■ BRANO DA LEGGERE:

Peraltro, la Corte costituzionale avrebbe potuto comunque intervenire a posteriori sulla normativa di risulta, nel caso si fossero presentate delle criticità, delle quali però non si vedevano concretamente le possibilità: in tal modo si sarebbe potuto comunque dare la possibilità al popolo di votare su un argomento che, al di là dei formalismi, è noto e dibattuto nell’opinione pubblica da tempo, grazie alle battaglie giudiziarie di DJ Fabo, Welby e tanti altri coraggiosi amanti della libertà come loro.
Riviviamo perciò oggi la delusione cocente di tante altre sentenze che hanno mortificato i diritti civili e speravamo che questa Corte costituzionale avrebbe aperto una nuova stagione di riforme, con al centro i diritti e le libertà individuali, anche grazie al fatto che oltre un milione e mezzo di italiani avevano firmato per il referendum sul fine vita.

■ ATTIVITÀ RICHIESTE:
A – Secondo il brano sul referendum sul fine vita, quanti italiani avevano firmato per il referendum?
B – Scrivi il seguito del brano sul referendum sul fine vita, partendo dopo la sua ultima frase.

■ DATI FORNITI:

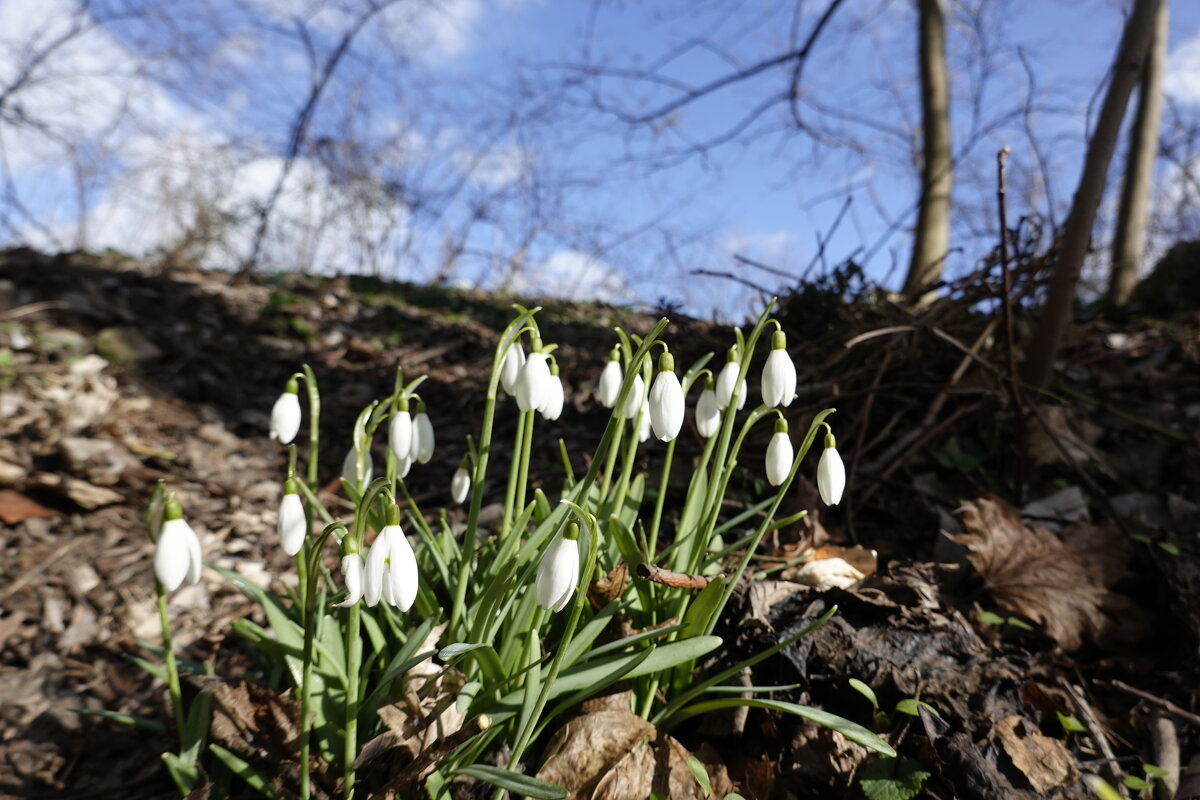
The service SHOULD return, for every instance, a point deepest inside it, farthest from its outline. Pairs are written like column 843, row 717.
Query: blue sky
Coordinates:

■ RISULTATI:
A – Oltre un milione e mezzo di italiani.

B –
Occorreva e occorre più rispetto e considerazione per la volontà popolare e per gli istituti costituzionali di democrazia diretta.
I cittadini non devono pensare che la loro firma e che il loro gesto di partecipazione politica, è inutile e si scontra contro incomprensibili formalismi.
La sentenza della Corte indebolisce e frustra la politica e la partecipazione.
Ringraziamo i nostri avvocati Alfonso Celotto e Guido Camera che hanno rappresentato +Europa nel collegio difensivo del quesito sul fine vita presso la Corte Costituzionale.